■ Direction: Reproduce the records below, putting "point" wherever "dot" appears and leaving every other word unchanged.

■ Material provided:
═══

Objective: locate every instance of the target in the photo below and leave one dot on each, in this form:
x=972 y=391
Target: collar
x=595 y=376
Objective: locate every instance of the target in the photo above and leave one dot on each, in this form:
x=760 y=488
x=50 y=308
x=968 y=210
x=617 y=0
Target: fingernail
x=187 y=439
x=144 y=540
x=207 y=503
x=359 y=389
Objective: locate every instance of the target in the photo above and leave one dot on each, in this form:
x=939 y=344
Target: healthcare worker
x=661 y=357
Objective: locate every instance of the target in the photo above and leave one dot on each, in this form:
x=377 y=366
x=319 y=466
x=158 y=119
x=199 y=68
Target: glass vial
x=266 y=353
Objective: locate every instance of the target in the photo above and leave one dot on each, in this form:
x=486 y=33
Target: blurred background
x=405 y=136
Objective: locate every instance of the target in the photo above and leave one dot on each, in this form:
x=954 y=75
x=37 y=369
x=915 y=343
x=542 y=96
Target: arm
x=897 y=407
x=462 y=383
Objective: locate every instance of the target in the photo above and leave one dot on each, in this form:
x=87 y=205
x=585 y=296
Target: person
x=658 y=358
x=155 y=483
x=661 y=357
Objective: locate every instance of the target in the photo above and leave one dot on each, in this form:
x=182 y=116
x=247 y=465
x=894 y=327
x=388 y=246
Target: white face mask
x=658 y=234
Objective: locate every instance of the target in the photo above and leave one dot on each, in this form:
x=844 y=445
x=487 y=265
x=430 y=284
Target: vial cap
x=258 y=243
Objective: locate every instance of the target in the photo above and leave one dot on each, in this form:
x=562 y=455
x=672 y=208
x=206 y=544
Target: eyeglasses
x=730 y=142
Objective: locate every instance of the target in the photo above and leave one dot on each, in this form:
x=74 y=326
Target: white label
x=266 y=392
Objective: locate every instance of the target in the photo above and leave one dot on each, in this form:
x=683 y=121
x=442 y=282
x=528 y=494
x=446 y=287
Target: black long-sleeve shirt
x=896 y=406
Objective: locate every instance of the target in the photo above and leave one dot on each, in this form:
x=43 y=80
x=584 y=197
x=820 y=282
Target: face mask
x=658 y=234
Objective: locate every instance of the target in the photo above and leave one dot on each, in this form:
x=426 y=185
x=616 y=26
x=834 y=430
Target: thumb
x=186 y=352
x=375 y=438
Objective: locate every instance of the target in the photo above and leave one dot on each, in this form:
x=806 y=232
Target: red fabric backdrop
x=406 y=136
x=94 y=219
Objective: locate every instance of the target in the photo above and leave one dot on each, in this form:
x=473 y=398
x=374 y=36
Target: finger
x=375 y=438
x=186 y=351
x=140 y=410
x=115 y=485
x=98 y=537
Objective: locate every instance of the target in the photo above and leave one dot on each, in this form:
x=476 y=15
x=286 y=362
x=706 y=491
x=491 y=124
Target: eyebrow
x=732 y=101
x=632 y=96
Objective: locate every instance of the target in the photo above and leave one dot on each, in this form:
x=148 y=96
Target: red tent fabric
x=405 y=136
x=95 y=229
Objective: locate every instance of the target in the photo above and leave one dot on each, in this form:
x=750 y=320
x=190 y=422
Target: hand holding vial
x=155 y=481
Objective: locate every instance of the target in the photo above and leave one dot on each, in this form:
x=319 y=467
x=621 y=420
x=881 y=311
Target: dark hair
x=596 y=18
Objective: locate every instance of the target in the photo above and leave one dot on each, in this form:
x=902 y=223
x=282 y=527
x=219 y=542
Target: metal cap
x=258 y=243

═══

■ Exercise response:
Objective: locate every instance of the target in the photo below and leave one point on each, in this form:
x=972 y=391
Target: collar
x=595 y=376
Objective: locate every instance of the target in the photo above and leave one point on each, in this form:
x=760 y=488
x=50 y=308
x=968 y=210
x=617 y=0
Target: fingernail
x=187 y=439
x=144 y=540
x=207 y=503
x=359 y=389
Objective: locate every instance of the target in the photo above and leave one point on each, in this form:
x=939 y=344
Target: healthcare worker
x=661 y=357
Objective: locate every instance of the target in the photo above and leave one point on each, in this form:
x=377 y=366
x=319 y=466
x=158 y=119
x=199 y=68
Target: glass vial
x=266 y=353
Objective: locate every instance of the target in the photo above and leave one point on each, in this form:
x=486 y=33
Target: blurred background
x=405 y=136
Objective: locate every instance of the target in the photo above and leave one point on each, in this form:
x=954 y=75
x=37 y=369
x=915 y=343
x=542 y=96
Target: arm
x=897 y=407
x=462 y=383
Objective: locate every instance of the target in the photo above and leave one point on each, in this form:
x=87 y=205
x=585 y=296
Target: person
x=658 y=358
x=155 y=483
x=661 y=357
Objective: locate every instance of the target in the photo above and leave one point on each, in this form:
x=182 y=116
x=247 y=465
x=894 y=327
x=388 y=246
Target: white face mask
x=658 y=234
Objective: locate every instance of the target in the photo above and leave one point on each, in this form:
x=844 y=445
x=487 y=265
x=430 y=284
Target: vial cap
x=258 y=243
Objective: locate every instance of the target in the photo above and leave one point on each, in this form:
x=562 y=455
x=672 y=208
x=206 y=544
Target: eyeglasses
x=730 y=142
Objective: locate every instance of the target in the photo above and leave one point on each, in this form:
x=74 y=326
Target: white label
x=266 y=392
Objective: locate every instance of the target in the photo above and leave one point on each, in this form:
x=683 y=121
x=442 y=282
x=528 y=494
x=446 y=287
Target: black long-sleeve shirt
x=896 y=406
Objective: locate every instance of the target in the photo above and leave one point on each, in this form:
x=43 y=80
x=584 y=197
x=820 y=282
Target: face mask
x=658 y=234
Objective: locate every instance of the target in the photo above and leave one point on each, in this form:
x=426 y=185
x=616 y=26
x=834 y=430
Target: thumb
x=186 y=352
x=375 y=438
Objective: locate every instance of the target in the photo above and leave one point on each, in this form:
x=806 y=232
Target: red fabric backdrop
x=406 y=136
x=94 y=219
Objective: locate every instance of the target in the photo above and leave one point on each, in this form:
x=473 y=398
x=374 y=36
Target: finger
x=375 y=438
x=186 y=351
x=140 y=410
x=115 y=485
x=98 y=537
Objective: locate every instance of the target in the photo above and leave one point on each, in this form:
x=476 y=15
x=286 y=362
x=706 y=491
x=491 y=124
Target: eyebrow
x=732 y=101
x=632 y=96
Objective: locate every instance of the target in the photo above and leave one point on each, in this form:
x=148 y=96
Target: red tent fabric
x=405 y=136
x=95 y=229
Objective: locate every instance of the target in the photo above and leave one point on each, in this form:
x=750 y=320
x=190 y=422
Target: hand holding vial
x=155 y=481
Objective: locate every instance of the target in the photo above and leave one point on each, in this form:
x=319 y=467
x=621 y=420
x=881 y=311
Target: dark hair
x=596 y=18
Objective: locate every instance of the target in the photo above and leave one point on each, in this form:
x=902 y=223
x=282 y=527
x=219 y=542
Target: metal cap
x=258 y=243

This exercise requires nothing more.